— Yapılacak İşler —
A. Karar metninde "1-Dosyadaki yazılara, kararın" sözlerinden başlayıp "itirazlarının reddi gerekmiştir." sözlerine kadar, bu sözler de dahil olmak üzere, olan kısmı hiç değiştirmeden yeniden yazın.
B. Karar metnini iki cümleyle özetleyin.

— Verilen Metin —
▬▬▬▬▬▬▬▬▬▬
19. Hukuk Dairesi 2016/6620 E. , 2017/866 K.
"İçtihat Metni"MAHKEMESİ :Asliye Hukuk Mahkemesi
Taraflar arasındaki menfi tespit davasının yapılan yargılaması sonunda ilamda yazılı nedenlerden dolayı davanın kısmen kabulüne yönelik olarak verilen hükmün süresi içinde taraf vekilleri tarafından temyiz edilmesi üzerine dosya incelendi, gereği konuşulup düşünüldü.
- K A R A R -
Davacı vekili, müvekkili aleyhine ... İcra Müdürlüğü"nün 2011/330 takip sayılı dosyasında aleyhine icra takibi başlatıldığını, müvekkilinin borca itirazı üzerine alacaklı tarafın icra hukuk mahkemesinde itirazın kaldırılması davası açıldığını ve davanın kabul edildiğini, bu kararın kesinleştiğini, gerçekte davacının herhangi bir borcu bulunmadığını, takibe konu edilen ve miktar hanesi tahrif edilmiş senetteki borcun tamamının 07.01.2009 tarihinde alacaklı ..."ın ... ... Bankası Şubesindeki hesabına 10.690,00 TL olarak yatırılmak suretiyle ödendiğini ileri sürerek davacının borçlu olmadığının tespiti ile takibin iptalini ve %20 tazminata hükmedilmesine karar verilmesini talep ve dava etmiştir.
Davalı vekili, takibe konu senede ilişkin herhangi bir ödeme yapılmadığını, yapılan ödemelerin yazılı delil ile ispatının gerekli olduğunu, senet üzerinde 30.000,00 TL olan miktarın 15.000,00 TL"ye dönüştürüldüğünü, bunda davacının bir zararının bulunmadığını, banka dekontunun İ.İ.K.68.maddesindeki belgelerden olmadığını savunarak davanın reddine karar verilmesini istemiştir.
Mahkemece, yapılan yargılama ve toplanan delillere göre, davacı taraf davalının hesabına yatırdığı 10.690,00TL "ye ilişkin dekontunu ibraz ettiği, yatırılan paranın icraya konu borca istinaden olduğunu ileri sürdüğü, davalı tarafça yapılan ödemeye itiraz edilmediği ödenen paranın da icra takibindeki borca ilişkin olmadığına dair beyanda bulunulmadığı, bu durumda davalı taraf yapılan ödemelerin başka bir borca istinaden yapıldığını ispatlamakla yükümlü olduğu, davalı tarafça yapılan 10.690,00 TL paranın başka bir borca istinaden yapıldığı ispat edilemediği, alacak takibe konduktan sonra ödemenin yapıldığı, bu nedenle davalı tarafın diğer alacaklara hak kazandığı gerekçesiyle davanın kısmen kabulüne ve %20 tazminat talebinin reddine karar verilmiş, hüküm taraf vekillerince temyiz edilmiştir.
1-Dosyadaki yazılara, kararın dayandığı delillerle gerektirici sebeplere ve özellikle somut olayda ispat yükünün davacıda olduğu, mahkemenin ispat yükünü davalıya yüklemesinin doğru olmadığı, kararın sonucu itibariyle doğru olduğunun anlaşılmış olmasına göre davalının tüm, davacının aşağıdaki bendin dışında kalan temyiz itirazlarının reddi gerekmiştir.
▬▬▬▬▬▬▬▬▬▬
— Ham Veri —
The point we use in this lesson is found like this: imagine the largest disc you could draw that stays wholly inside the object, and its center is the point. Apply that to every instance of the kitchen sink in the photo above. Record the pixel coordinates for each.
▬▬▬▬▬▬▬▬▬▬
— Yanıt Listesi —
A.
1-Dosyadaki yazılara, kararın dayandığı delillerle gerektirici sebeplere ve özellikle somut olayda ispat yükünün davacıda olduğu, mahkemenin ispat yükünü davalıya yüklemesinin doğru olmadığı, kararın sonucu itibariyle doğru olduğunun anlaşılmış olmasına göre davalının tüm, davacının aşağıdaki bendin dışında kalan temyiz itirazlarının reddi gerekmiştir.

B. Davacı vekili, icra takibine konu senetteki borcun tamamının 07.01.2009 tarihinde alacaklının banka hesabına 10.690,00 TL yatırılarak ödendiğini ileri sürüp borçlu olunmadığının tespitini, takibin iptalini ve %20 tazminat istemiş; davalı vekili ise senede ilişkin hiçbir ödeme yapılmadığını savunarak davanın reddini istemiştir. Asliye Hukuk Mahkemesi davayı kısmen kabul edip tazminat talebini reddetmiş, temyiz incelemesinde ise ispat yükünün davacıda olduğu ve mahkemenin bu yükü davalıya yüklemesinin doğru olmadığı, ancak kararın sonuç itibarıyla doğru olduğu belirtilerek davalının tüm, davacının da bir bent dışında kalan temyiz itirazlarının reddi gerektiği sonucuna varılmıştır.